• _Task material_
========

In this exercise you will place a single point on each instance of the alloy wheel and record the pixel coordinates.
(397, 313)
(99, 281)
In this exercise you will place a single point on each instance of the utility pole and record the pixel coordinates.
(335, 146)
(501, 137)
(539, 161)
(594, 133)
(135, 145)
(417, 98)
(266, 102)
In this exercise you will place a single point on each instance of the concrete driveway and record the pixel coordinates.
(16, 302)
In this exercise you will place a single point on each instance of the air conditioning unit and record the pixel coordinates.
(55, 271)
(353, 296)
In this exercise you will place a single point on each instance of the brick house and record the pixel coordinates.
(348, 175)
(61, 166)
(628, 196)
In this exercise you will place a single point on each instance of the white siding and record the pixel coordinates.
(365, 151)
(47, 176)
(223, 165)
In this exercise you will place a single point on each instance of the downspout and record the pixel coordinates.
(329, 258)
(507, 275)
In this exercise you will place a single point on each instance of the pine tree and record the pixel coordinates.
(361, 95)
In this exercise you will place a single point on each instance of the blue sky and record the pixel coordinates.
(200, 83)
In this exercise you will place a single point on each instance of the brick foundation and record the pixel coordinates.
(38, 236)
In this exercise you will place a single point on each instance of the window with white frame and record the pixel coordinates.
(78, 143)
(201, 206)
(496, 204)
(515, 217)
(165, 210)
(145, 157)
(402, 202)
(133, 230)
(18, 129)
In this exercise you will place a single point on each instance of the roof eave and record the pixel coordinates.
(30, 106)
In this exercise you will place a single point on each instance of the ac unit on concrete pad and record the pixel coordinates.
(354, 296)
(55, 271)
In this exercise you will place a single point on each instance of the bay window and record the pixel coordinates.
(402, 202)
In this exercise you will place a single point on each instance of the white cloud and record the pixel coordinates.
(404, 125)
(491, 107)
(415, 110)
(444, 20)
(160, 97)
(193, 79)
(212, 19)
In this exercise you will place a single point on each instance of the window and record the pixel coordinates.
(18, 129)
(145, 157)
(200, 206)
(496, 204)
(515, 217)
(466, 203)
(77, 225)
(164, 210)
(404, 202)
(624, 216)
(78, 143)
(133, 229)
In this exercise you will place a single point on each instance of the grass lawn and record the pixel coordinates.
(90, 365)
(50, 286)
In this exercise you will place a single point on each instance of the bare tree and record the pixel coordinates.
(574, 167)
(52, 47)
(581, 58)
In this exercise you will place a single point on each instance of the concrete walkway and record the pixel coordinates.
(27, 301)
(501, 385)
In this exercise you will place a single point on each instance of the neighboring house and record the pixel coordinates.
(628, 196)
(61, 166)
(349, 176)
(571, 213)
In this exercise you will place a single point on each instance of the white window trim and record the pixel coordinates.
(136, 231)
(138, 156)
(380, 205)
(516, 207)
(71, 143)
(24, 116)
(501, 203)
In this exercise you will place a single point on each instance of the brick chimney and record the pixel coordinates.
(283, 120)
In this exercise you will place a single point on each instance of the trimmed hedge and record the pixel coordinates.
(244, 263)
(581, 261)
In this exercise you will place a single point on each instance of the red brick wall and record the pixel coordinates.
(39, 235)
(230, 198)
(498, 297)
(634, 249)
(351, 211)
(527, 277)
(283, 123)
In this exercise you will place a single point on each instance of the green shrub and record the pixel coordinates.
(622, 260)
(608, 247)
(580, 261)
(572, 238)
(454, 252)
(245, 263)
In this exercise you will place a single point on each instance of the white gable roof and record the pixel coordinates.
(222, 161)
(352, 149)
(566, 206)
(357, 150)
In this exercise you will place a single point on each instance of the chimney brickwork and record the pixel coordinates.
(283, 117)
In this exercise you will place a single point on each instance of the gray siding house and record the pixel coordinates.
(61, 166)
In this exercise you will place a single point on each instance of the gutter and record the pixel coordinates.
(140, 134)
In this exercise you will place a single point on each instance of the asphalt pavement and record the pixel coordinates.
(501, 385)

========

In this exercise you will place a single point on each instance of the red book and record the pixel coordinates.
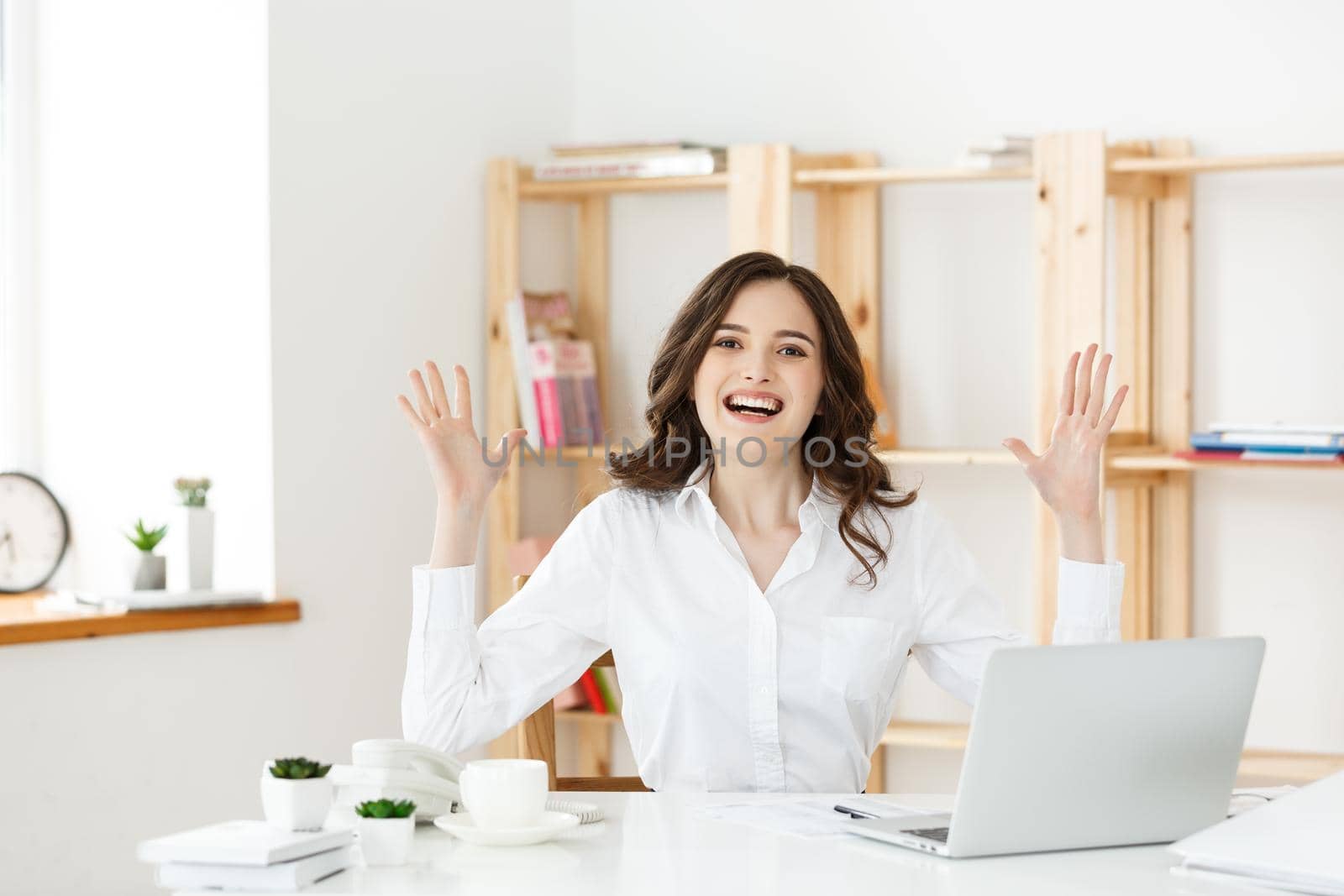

========

• _Your objective_
Pick out each line above that contains the string "unit", treating uppercase and lowercase as different, and copy every such line in full.

• _Task output_
In this exercise you will place a single point on each instance of the air conditioning unit and record the pixel coordinates.
In this exercise you will place a single point on each instance of the ac unit on concrete pad and record the pixel coordinates.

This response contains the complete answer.